### Exercise details:
Locate each line in the entries below that contains the string "shirt", treating uppercase and lowercase as different, and copy those lines.

(Items from a dataset)
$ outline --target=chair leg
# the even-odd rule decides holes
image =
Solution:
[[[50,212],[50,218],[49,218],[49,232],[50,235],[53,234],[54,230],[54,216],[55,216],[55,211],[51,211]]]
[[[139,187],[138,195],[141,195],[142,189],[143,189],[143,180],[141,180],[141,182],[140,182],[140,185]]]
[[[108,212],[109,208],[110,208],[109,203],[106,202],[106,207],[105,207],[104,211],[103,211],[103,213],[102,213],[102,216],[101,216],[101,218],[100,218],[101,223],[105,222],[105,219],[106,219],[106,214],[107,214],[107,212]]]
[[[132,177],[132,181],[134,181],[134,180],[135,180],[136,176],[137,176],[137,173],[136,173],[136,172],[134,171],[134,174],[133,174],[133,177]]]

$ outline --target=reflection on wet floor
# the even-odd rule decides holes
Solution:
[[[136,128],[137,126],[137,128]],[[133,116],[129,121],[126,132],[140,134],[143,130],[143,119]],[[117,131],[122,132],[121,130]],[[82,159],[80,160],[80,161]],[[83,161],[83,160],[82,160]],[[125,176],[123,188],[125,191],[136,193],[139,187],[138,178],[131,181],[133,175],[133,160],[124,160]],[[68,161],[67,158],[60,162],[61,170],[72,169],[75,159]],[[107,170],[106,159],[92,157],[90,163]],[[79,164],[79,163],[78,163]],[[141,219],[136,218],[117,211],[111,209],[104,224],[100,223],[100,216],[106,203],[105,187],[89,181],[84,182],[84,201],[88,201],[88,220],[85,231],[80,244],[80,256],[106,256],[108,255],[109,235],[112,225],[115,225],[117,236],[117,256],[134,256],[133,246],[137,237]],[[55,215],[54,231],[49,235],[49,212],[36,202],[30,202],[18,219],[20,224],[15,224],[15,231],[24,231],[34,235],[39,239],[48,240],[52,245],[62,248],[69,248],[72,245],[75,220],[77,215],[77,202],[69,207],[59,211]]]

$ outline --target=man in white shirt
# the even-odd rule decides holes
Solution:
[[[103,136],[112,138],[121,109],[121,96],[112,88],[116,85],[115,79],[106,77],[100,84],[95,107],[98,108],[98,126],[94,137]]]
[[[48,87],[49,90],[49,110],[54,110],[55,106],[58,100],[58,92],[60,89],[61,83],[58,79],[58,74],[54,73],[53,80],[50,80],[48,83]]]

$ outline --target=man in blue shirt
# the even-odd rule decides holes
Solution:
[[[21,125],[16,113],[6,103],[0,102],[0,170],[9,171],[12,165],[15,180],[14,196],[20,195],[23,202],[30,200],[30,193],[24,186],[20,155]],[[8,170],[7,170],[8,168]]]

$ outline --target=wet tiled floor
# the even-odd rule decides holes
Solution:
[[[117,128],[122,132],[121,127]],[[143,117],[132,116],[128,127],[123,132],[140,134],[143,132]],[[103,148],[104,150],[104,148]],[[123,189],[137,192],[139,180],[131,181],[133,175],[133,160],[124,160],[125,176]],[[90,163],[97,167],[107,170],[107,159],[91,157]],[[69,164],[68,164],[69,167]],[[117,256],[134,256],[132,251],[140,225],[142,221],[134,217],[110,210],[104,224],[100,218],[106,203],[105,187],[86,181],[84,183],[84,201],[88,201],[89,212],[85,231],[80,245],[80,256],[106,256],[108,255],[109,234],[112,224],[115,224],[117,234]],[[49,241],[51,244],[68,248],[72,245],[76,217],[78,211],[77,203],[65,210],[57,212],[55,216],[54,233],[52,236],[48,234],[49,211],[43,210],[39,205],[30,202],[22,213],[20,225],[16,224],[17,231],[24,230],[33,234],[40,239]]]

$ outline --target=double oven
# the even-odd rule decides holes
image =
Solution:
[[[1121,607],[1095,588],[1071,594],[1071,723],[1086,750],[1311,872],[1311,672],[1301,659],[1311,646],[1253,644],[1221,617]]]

### Solution for this problem:
$ outline --target=man in white shirt
$ outline --target=man in blue shirt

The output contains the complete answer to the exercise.